> Tujuan
Ganti nama "parked car" menjadi "stationary vehicle", lalu tulis ulang baris mulai dari baris yang memuat "Target: green stem" sampai baris yang memuat "(663, 1011)" dengan bagian lain tetap sama. Gambar tidak perlu dimasukkan ke dalam jawaban.

---- Cuplikan Data

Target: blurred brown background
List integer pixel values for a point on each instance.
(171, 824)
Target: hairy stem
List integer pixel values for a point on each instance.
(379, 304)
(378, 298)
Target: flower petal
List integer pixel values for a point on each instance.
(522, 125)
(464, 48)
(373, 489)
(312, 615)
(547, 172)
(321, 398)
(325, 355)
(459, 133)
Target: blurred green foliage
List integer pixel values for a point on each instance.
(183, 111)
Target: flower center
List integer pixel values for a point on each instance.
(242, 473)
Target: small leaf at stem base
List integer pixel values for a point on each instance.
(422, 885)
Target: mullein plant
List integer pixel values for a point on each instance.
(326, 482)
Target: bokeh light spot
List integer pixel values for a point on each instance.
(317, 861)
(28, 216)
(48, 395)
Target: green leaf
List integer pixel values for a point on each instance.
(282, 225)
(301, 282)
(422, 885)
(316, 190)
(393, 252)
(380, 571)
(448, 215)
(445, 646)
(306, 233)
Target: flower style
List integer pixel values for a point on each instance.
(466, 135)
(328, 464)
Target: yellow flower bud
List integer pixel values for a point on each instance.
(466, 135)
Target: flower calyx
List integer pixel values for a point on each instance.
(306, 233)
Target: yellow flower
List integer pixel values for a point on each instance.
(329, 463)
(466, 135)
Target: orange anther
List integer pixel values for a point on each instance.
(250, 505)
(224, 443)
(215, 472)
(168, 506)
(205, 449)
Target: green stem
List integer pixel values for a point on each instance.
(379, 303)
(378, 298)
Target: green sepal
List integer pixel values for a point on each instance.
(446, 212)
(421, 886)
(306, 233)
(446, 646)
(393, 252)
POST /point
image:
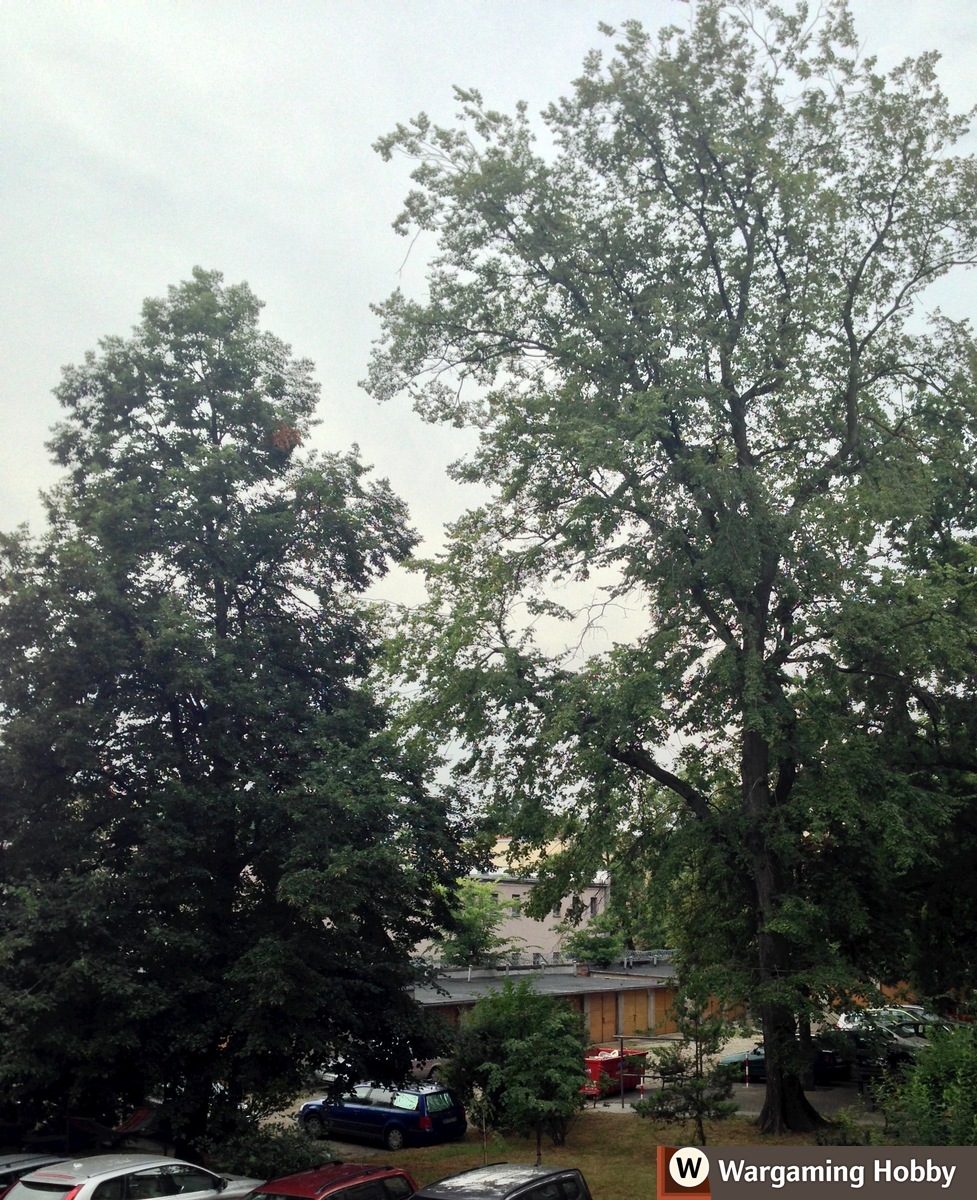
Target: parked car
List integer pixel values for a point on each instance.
(877, 1048)
(341, 1181)
(127, 1177)
(509, 1181)
(829, 1065)
(395, 1117)
(13, 1167)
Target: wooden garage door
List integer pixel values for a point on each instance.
(603, 1017)
(634, 1012)
(663, 1011)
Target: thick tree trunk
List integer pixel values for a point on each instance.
(785, 1107)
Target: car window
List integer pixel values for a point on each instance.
(396, 1187)
(111, 1189)
(549, 1191)
(39, 1191)
(148, 1185)
(184, 1179)
(360, 1192)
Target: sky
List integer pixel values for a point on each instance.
(143, 138)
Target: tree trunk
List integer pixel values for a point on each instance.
(785, 1107)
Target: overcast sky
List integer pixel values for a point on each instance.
(144, 138)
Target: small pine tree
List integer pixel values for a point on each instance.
(694, 1089)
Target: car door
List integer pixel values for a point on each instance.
(349, 1115)
(192, 1182)
(149, 1185)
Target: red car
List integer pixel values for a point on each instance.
(340, 1181)
(12, 1167)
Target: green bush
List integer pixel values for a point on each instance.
(934, 1101)
(268, 1151)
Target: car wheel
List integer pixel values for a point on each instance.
(315, 1126)
(393, 1138)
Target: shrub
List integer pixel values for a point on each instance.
(934, 1101)
(267, 1151)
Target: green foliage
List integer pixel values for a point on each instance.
(934, 1099)
(477, 916)
(265, 1151)
(520, 1057)
(598, 943)
(693, 1087)
(687, 324)
(216, 856)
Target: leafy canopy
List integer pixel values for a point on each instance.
(687, 319)
(216, 858)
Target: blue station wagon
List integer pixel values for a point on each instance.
(395, 1117)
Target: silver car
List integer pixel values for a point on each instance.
(127, 1177)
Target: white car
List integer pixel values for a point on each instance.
(127, 1177)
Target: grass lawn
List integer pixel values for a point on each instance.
(616, 1151)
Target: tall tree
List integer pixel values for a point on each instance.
(215, 858)
(689, 333)
(519, 1059)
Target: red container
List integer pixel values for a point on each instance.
(605, 1067)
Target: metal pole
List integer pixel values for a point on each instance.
(621, 1039)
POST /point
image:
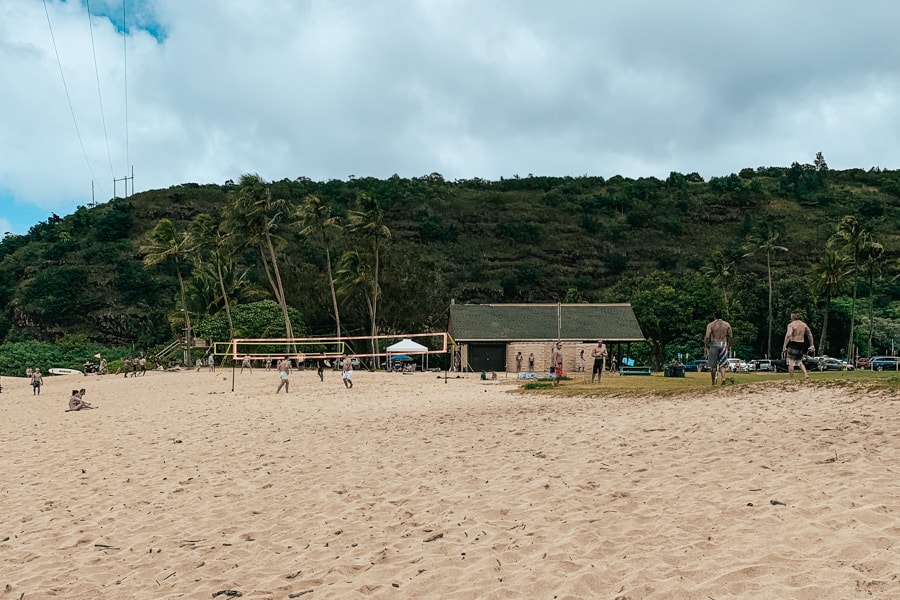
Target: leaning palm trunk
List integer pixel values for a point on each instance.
(851, 345)
(188, 344)
(337, 315)
(769, 270)
(289, 330)
(822, 338)
(224, 297)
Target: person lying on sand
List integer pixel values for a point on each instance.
(77, 403)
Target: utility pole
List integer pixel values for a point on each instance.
(125, 180)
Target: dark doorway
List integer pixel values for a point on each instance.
(487, 357)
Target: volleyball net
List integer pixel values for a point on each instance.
(329, 348)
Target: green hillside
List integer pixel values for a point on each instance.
(676, 249)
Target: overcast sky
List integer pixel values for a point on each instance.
(206, 90)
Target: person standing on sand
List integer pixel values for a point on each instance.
(797, 340)
(718, 340)
(557, 359)
(37, 380)
(284, 369)
(599, 355)
(347, 371)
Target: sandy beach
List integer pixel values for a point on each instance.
(413, 486)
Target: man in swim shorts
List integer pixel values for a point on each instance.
(347, 371)
(718, 340)
(797, 340)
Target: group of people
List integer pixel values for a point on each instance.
(599, 354)
(36, 378)
(798, 340)
(285, 366)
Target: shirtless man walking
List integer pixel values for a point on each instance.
(718, 340)
(556, 360)
(797, 340)
(284, 370)
(599, 354)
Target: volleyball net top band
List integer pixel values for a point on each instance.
(314, 348)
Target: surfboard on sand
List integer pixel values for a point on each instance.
(61, 371)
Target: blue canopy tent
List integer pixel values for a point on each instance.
(402, 350)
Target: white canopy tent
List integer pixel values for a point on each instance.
(407, 346)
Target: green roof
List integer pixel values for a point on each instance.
(522, 322)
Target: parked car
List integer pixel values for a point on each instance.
(697, 366)
(833, 364)
(736, 365)
(885, 363)
(762, 364)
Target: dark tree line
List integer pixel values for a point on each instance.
(368, 256)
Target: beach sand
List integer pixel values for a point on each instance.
(410, 486)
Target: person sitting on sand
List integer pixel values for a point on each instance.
(76, 402)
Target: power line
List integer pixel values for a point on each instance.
(99, 94)
(66, 87)
(125, 59)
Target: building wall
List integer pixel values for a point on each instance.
(541, 350)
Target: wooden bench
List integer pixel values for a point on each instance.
(634, 370)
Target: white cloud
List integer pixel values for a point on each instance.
(467, 88)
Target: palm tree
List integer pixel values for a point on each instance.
(368, 220)
(209, 240)
(252, 219)
(719, 270)
(851, 237)
(831, 279)
(764, 240)
(317, 217)
(872, 256)
(166, 244)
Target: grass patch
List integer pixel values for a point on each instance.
(700, 383)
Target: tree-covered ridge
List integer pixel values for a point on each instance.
(387, 256)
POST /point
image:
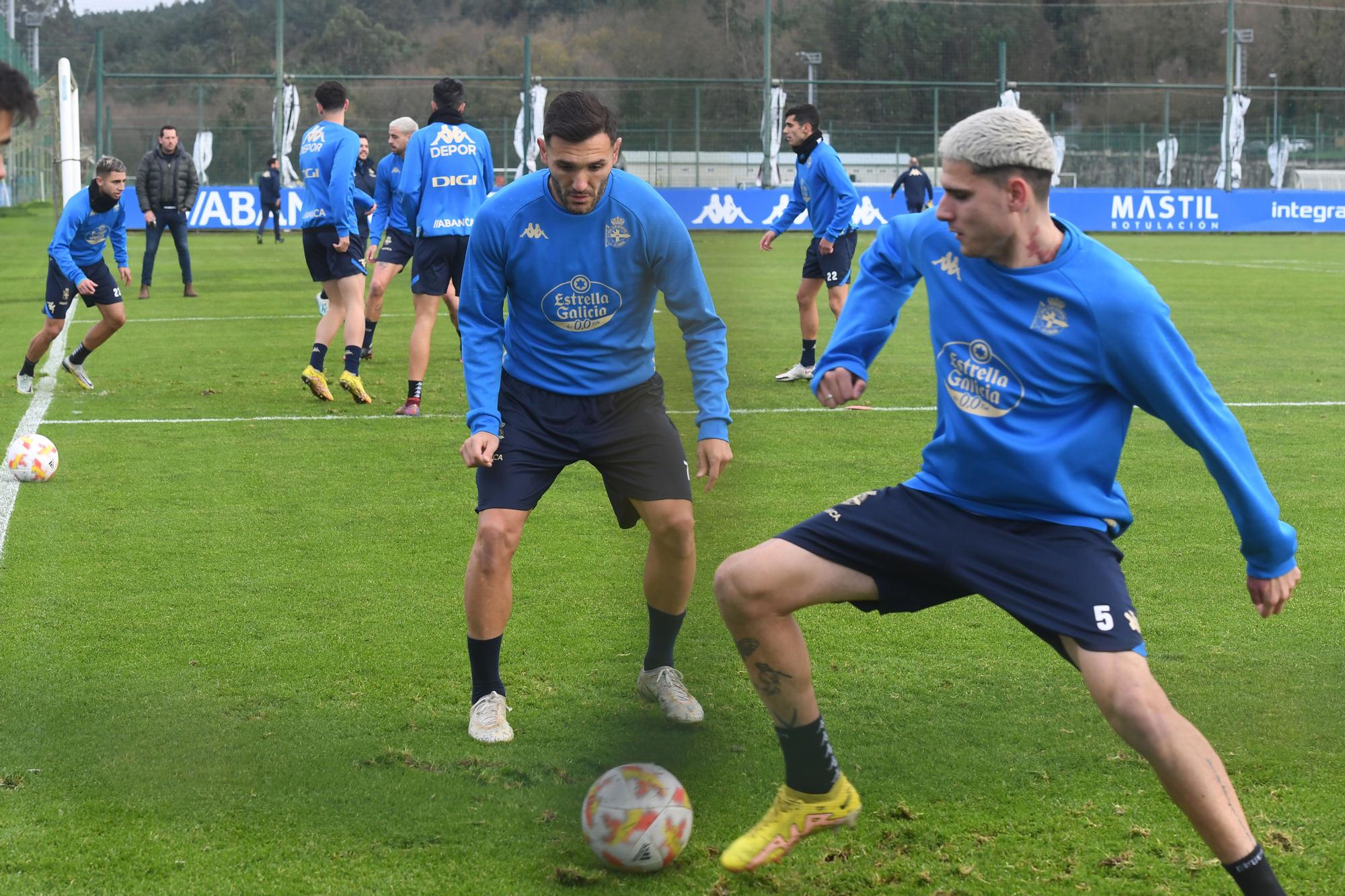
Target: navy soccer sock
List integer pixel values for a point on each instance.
(1254, 876)
(485, 657)
(810, 767)
(664, 628)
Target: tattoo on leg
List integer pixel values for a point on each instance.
(770, 678)
(1229, 797)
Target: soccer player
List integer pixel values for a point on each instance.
(1044, 343)
(367, 181)
(917, 186)
(447, 173)
(391, 218)
(583, 252)
(822, 186)
(332, 239)
(268, 192)
(76, 267)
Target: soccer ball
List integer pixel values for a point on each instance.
(32, 458)
(637, 817)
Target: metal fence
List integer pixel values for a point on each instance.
(1112, 130)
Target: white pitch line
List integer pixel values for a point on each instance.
(736, 412)
(1254, 266)
(42, 393)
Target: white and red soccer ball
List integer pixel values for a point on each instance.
(637, 817)
(32, 458)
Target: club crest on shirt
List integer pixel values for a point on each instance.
(1051, 317)
(618, 233)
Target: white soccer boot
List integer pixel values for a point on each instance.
(797, 372)
(489, 723)
(664, 686)
(77, 372)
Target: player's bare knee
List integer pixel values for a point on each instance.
(738, 587)
(676, 532)
(1143, 721)
(496, 544)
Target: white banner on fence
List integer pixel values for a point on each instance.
(202, 154)
(1278, 157)
(1233, 147)
(528, 155)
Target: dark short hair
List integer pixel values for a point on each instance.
(330, 95)
(806, 114)
(450, 93)
(576, 116)
(108, 165)
(17, 95)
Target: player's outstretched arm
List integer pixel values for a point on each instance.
(1270, 595)
(712, 456)
(479, 450)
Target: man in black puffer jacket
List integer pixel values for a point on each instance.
(166, 186)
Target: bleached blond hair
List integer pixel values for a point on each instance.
(995, 142)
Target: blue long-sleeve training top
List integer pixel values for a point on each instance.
(447, 174)
(328, 158)
(582, 292)
(83, 235)
(1039, 370)
(821, 186)
(388, 214)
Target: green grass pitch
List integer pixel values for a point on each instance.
(232, 654)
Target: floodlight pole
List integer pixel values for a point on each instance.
(528, 99)
(1229, 103)
(98, 112)
(280, 79)
(766, 106)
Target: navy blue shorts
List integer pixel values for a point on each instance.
(325, 263)
(626, 435)
(399, 248)
(438, 261)
(923, 551)
(61, 292)
(835, 268)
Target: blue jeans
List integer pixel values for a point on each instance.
(176, 221)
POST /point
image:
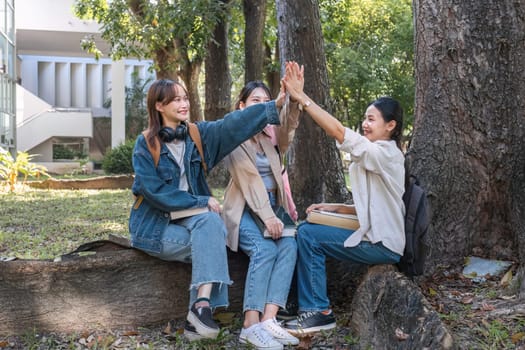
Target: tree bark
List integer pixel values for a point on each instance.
(408, 320)
(315, 167)
(467, 147)
(254, 19)
(218, 80)
(218, 90)
(273, 76)
(102, 286)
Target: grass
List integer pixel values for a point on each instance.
(44, 224)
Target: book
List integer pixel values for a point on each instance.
(179, 214)
(330, 218)
(289, 229)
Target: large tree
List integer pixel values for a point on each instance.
(254, 18)
(467, 147)
(315, 171)
(175, 34)
(218, 78)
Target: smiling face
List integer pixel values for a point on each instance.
(177, 109)
(374, 126)
(258, 95)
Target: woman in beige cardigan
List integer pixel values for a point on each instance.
(255, 190)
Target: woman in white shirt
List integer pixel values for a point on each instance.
(377, 175)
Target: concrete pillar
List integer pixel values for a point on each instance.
(118, 103)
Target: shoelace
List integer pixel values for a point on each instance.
(263, 336)
(305, 315)
(276, 326)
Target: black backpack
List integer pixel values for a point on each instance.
(417, 220)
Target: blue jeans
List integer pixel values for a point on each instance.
(271, 267)
(200, 240)
(314, 244)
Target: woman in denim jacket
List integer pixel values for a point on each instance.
(178, 182)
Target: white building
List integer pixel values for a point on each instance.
(61, 90)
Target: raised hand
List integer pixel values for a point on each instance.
(294, 80)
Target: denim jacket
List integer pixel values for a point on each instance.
(159, 186)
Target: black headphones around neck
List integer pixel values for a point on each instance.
(167, 134)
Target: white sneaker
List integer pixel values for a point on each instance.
(258, 337)
(279, 333)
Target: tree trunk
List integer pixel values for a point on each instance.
(254, 19)
(300, 39)
(218, 90)
(190, 74)
(467, 147)
(218, 80)
(273, 76)
(101, 286)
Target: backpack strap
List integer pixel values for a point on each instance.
(153, 149)
(195, 136)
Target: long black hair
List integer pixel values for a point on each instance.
(248, 89)
(391, 110)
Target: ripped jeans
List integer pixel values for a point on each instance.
(201, 241)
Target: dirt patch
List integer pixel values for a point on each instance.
(96, 183)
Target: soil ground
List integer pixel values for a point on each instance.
(478, 314)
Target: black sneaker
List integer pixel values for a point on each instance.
(201, 318)
(190, 332)
(311, 321)
(288, 313)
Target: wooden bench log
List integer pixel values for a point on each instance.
(111, 286)
(389, 311)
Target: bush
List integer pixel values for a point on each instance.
(118, 159)
(11, 168)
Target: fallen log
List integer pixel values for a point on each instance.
(107, 285)
(389, 311)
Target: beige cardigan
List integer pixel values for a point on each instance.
(246, 185)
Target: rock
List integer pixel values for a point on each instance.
(102, 285)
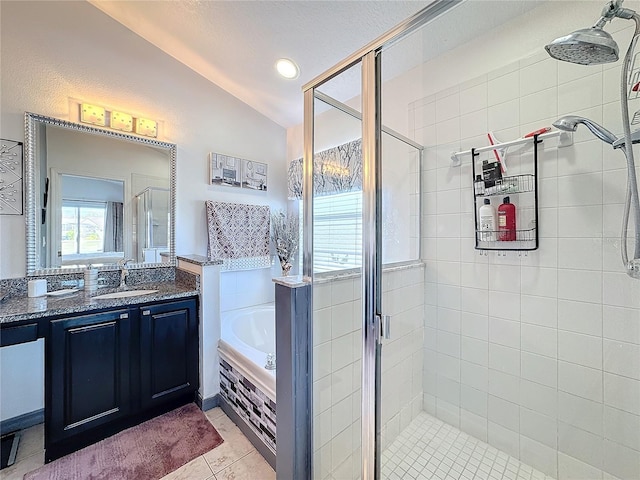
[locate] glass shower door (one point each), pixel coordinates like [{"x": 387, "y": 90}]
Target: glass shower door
[{"x": 335, "y": 211}]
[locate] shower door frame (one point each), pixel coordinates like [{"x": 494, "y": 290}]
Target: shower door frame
[{"x": 370, "y": 59}]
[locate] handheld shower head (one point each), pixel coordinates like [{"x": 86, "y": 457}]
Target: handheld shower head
[
  {"x": 569, "y": 123},
  {"x": 588, "y": 46}
]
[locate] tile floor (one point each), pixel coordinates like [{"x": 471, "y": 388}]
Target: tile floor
[
  {"x": 431, "y": 449},
  {"x": 235, "y": 459}
]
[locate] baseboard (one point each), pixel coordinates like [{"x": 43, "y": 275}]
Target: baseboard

--------

> Jawaban
Target: green stem
List integer pixel values for a point on each instance.
(379, 303)
(378, 298)
Target: green sepal
List integer pixel values for a point on each instance.
(446, 212)
(421, 886)
(306, 233)
(446, 646)
(393, 252)
POST /point
image:
Target: stationary vehicle
List integer pixel values for a point on each instance.
(877, 1048)
(341, 1181)
(127, 1177)
(509, 1181)
(829, 1065)
(395, 1117)
(13, 1167)
Target: wooden garage door
List integer pixel values for a point on each instance.
(603, 1017)
(634, 1012)
(663, 1011)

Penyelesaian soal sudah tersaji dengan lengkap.